§ **What you are asked to do**
Please write out only the lines from the one containing "Set a pin on" through the last line of the listing. Do not include pictures.

========================================================================

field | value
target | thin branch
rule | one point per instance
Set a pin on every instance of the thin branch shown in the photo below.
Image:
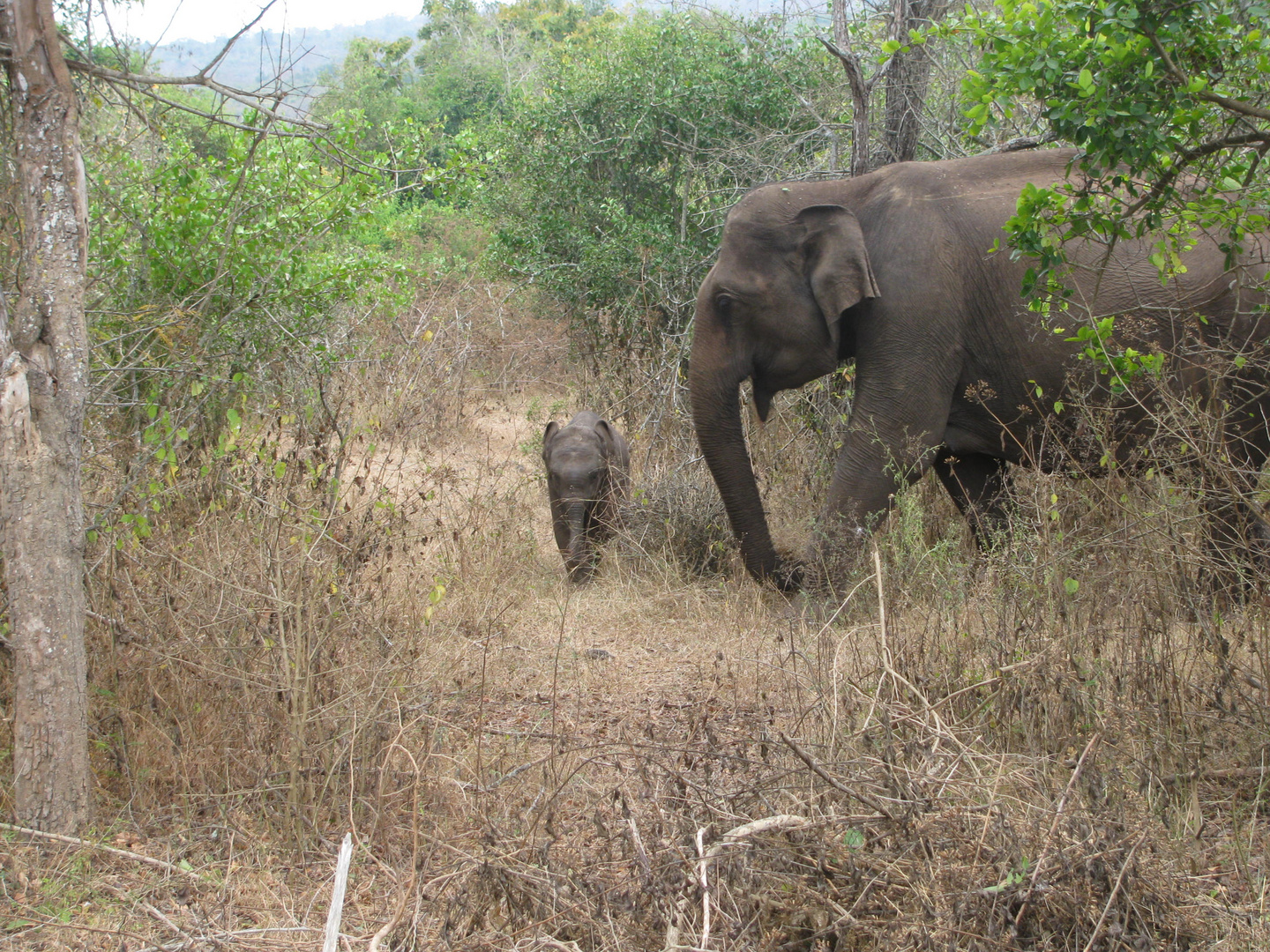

========================================================================

§ **Response to the exercise**
Set a pin on every instance of the thin branch shown in the photo below.
Image:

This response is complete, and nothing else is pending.